Task instructions
Find every line in the items below that contains the word "arrow", and copy each of those lines in full.

Dataset records
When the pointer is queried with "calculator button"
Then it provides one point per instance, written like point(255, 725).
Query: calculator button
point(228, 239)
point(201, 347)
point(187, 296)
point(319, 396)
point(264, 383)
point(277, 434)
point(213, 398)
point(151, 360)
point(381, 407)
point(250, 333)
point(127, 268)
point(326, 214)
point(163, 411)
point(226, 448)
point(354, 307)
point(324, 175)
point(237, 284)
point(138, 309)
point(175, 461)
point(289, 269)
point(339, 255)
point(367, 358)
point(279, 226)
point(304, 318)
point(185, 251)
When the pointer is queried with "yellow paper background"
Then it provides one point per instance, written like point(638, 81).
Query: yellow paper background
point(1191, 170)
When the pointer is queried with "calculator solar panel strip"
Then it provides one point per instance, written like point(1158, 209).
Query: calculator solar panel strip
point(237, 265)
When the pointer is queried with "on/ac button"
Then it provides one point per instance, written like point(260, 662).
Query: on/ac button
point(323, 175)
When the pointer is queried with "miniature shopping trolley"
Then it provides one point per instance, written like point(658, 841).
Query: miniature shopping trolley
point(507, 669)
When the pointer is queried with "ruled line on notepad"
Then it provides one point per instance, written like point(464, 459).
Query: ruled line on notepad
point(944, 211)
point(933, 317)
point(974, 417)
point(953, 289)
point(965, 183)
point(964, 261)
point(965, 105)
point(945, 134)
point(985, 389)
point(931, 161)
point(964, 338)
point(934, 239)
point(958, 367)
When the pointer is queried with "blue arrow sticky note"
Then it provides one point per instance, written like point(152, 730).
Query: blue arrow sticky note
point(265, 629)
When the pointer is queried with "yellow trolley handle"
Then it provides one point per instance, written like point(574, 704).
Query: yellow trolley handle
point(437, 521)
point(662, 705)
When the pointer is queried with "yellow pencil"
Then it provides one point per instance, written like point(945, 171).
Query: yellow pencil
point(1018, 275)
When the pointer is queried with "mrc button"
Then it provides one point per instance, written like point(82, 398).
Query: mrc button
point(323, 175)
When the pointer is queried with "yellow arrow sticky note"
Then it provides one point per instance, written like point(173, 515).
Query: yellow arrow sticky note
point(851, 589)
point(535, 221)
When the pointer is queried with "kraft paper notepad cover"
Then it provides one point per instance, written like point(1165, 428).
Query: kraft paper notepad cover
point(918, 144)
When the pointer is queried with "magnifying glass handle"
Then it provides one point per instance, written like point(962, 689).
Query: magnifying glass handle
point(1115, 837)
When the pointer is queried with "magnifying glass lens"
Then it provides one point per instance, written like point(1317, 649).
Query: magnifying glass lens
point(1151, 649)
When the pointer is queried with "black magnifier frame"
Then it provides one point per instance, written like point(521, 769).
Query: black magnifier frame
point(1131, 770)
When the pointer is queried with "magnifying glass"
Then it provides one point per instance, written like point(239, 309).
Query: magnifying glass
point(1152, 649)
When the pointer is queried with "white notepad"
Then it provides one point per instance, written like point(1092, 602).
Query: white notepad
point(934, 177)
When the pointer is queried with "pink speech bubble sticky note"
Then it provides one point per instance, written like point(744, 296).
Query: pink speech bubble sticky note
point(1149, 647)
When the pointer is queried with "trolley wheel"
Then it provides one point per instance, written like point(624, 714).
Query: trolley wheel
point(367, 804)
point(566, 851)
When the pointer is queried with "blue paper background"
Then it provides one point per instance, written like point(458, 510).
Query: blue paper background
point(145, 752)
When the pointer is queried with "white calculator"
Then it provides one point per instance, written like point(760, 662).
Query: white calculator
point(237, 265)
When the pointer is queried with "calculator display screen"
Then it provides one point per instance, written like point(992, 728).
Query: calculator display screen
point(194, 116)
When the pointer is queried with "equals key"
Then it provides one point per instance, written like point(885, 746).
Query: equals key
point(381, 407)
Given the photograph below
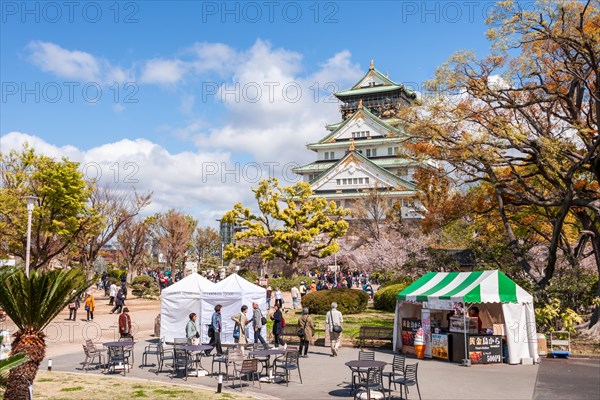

Exercise solution
When the pointer is queried with "blue arrow sticky note"
Query: blue arrow sticky note
When the pointer is queried with "yellow arrow sticky note"
Query: yellow arrow sticky note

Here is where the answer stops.